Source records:
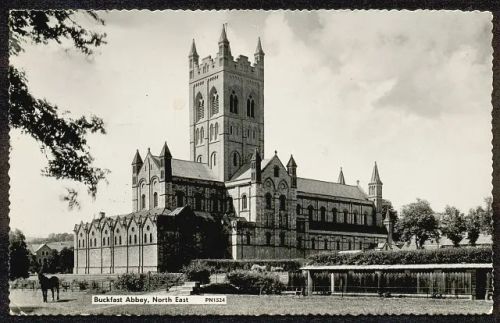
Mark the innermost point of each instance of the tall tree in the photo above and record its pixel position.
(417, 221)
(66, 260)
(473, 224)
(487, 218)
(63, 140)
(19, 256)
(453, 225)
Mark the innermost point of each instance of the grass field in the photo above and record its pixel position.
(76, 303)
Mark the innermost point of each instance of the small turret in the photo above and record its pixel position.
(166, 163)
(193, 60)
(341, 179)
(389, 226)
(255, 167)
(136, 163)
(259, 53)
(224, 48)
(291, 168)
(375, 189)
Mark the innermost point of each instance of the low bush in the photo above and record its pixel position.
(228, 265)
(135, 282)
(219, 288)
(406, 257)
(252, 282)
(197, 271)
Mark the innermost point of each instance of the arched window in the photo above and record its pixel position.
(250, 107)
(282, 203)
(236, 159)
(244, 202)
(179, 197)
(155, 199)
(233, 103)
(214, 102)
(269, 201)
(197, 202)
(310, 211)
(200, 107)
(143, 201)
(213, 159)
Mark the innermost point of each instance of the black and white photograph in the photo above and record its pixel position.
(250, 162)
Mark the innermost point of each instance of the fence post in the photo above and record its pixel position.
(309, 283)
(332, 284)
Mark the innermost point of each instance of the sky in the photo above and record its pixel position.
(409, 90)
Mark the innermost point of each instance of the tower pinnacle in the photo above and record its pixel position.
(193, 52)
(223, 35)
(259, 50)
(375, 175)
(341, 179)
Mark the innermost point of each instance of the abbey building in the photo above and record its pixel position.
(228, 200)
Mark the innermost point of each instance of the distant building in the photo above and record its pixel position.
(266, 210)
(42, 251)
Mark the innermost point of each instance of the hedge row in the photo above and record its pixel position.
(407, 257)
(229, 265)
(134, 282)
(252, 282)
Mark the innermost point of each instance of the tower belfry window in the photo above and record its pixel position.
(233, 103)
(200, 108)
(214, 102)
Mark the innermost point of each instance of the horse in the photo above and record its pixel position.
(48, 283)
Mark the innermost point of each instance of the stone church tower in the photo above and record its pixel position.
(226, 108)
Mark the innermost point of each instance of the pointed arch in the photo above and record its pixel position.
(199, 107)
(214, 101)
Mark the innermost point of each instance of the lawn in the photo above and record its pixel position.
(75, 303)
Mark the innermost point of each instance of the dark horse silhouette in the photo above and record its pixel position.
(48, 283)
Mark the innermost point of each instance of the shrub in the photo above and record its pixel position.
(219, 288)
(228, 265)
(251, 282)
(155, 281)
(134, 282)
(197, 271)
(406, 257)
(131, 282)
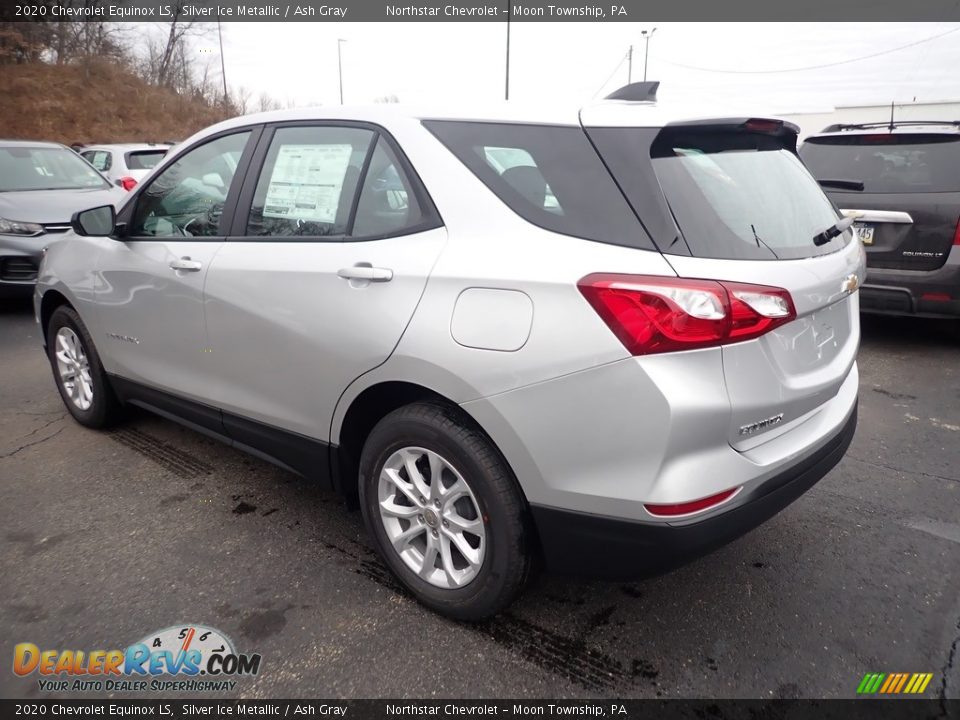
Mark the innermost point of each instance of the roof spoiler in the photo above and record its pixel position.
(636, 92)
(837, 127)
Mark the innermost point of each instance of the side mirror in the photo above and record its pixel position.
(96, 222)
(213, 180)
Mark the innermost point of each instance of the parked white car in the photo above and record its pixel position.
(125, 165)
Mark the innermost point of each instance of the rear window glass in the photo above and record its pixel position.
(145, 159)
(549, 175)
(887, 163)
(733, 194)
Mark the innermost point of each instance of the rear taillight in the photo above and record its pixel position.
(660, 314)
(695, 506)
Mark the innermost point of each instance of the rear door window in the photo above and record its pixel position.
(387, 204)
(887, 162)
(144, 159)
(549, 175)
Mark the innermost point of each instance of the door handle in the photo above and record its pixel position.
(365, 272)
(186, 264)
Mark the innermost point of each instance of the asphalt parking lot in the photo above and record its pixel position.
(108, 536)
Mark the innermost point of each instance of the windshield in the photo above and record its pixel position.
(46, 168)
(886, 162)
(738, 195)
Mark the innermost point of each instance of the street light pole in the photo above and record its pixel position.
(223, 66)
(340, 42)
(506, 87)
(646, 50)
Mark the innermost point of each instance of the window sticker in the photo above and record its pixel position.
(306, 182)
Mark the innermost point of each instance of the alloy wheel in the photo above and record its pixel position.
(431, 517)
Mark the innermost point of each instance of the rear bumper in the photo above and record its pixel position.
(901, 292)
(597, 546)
---
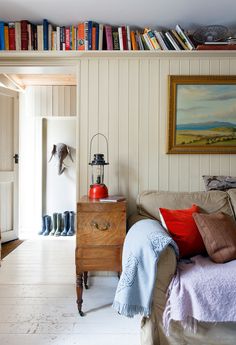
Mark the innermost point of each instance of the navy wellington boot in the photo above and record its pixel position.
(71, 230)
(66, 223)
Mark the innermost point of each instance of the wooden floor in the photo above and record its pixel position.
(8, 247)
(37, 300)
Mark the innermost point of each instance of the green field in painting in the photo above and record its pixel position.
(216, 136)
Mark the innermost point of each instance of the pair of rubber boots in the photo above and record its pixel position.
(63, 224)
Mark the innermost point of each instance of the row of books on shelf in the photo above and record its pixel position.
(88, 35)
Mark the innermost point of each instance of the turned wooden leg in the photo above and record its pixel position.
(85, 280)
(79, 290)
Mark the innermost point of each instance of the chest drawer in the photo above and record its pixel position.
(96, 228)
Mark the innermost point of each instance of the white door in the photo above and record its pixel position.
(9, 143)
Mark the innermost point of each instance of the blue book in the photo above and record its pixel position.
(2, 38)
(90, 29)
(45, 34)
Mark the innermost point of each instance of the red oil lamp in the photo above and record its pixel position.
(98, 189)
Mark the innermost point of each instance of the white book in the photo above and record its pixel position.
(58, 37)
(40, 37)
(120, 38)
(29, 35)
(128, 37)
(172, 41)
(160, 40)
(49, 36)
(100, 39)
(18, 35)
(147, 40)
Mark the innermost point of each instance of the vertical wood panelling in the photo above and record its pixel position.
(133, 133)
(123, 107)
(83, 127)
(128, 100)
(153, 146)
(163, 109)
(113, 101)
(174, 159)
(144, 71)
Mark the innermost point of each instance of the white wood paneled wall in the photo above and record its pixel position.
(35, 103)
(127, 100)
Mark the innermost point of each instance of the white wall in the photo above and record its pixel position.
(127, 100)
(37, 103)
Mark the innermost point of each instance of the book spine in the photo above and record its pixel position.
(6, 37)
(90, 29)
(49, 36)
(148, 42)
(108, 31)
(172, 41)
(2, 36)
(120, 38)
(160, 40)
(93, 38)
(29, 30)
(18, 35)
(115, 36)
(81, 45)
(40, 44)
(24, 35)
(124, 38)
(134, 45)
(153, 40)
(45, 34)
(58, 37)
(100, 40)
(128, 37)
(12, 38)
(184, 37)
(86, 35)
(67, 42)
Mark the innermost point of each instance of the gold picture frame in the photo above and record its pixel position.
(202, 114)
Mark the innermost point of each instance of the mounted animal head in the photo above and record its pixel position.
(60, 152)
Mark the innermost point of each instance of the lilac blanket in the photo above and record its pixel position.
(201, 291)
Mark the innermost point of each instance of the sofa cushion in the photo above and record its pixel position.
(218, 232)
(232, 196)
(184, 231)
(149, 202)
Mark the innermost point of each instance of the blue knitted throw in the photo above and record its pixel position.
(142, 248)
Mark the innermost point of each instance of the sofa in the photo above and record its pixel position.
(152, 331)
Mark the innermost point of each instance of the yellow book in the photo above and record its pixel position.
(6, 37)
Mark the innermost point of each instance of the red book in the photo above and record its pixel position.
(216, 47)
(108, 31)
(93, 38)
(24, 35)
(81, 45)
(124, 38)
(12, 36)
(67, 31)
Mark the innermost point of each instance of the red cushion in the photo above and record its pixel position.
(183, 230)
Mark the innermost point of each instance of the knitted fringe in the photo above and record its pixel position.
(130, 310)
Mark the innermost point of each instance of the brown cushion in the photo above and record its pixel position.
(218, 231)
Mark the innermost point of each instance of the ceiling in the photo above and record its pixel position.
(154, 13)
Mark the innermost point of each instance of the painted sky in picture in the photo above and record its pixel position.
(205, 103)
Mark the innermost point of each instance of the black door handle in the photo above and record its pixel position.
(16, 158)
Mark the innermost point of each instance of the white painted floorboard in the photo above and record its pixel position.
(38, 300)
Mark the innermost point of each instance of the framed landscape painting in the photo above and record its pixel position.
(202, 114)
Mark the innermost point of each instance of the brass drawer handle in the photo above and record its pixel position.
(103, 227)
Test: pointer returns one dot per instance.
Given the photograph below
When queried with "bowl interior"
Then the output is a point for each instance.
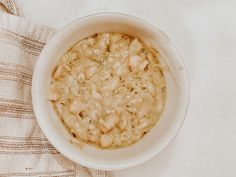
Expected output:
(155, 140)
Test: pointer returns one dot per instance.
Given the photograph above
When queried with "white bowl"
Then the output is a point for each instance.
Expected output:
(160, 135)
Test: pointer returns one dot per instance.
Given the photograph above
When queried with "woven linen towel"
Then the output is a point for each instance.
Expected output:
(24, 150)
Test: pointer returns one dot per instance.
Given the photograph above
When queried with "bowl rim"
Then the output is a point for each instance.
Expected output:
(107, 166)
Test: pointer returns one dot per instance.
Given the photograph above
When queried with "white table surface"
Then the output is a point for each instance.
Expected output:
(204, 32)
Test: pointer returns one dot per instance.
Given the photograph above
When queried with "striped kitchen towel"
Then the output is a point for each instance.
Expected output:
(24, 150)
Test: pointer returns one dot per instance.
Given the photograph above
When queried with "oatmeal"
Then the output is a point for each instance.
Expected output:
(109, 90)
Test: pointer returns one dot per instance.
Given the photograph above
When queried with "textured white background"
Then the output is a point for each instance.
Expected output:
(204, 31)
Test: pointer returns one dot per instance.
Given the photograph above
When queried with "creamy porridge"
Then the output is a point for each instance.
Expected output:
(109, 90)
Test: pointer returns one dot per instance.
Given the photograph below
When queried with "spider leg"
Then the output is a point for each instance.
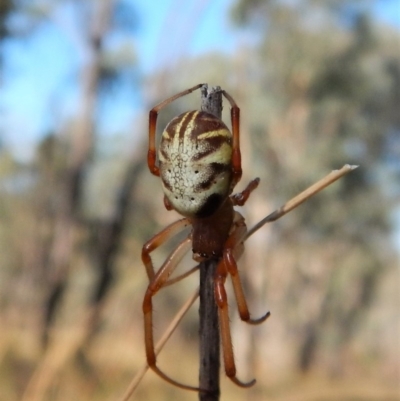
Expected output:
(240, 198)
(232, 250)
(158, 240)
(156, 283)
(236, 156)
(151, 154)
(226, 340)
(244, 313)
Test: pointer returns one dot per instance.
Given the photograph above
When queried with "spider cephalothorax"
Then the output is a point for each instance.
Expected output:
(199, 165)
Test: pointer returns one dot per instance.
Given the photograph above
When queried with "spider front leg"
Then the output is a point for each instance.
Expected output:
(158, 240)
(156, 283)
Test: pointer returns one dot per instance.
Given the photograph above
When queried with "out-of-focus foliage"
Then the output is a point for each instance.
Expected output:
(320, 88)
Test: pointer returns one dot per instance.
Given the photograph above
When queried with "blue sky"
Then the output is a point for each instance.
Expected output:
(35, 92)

> [The request]: Extract every line in the source records above that contains the word "black".

> [Worked solution]:
Mark the innermost point of each instance of the black and white photograph in the photo above and record its pixel position.
Mark the innermost point of each instance of the black door handle in the photo above and record its pixel position.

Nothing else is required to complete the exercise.